[start of Material for this exercise]

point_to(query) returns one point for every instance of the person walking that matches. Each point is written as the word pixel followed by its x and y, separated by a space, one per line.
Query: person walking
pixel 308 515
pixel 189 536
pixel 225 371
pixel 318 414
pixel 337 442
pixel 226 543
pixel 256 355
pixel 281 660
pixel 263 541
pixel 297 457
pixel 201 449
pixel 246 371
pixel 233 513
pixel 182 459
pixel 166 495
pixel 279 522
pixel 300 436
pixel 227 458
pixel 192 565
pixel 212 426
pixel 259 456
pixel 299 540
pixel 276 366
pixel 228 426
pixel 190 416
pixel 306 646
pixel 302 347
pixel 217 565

[end of Material for this exercise]

### Instruction
Copy every line of the records above exactly as it appears, without changing anything.

### Final answer
point_to(query) returns one point for every instance of the person walking that matches. Each point is written as the word pixel followed by its x and y, separated by a space, one per line.
Query: person walking
pixel 308 515
pixel 189 536
pixel 225 371
pixel 318 414
pixel 337 442
pixel 226 543
pixel 256 355
pixel 281 660
pixel 263 541
pixel 297 457
pixel 201 449
pixel 246 371
pixel 233 513
pixel 182 459
pixel 166 495
pixel 279 522
pixel 300 436
pixel 227 458
pixel 192 565
pixel 212 426
pixel 259 456
pixel 299 540
pixel 276 366
pixel 228 426
pixel 190 416
pixel 306 646
pixel 302 347
pixel 217 565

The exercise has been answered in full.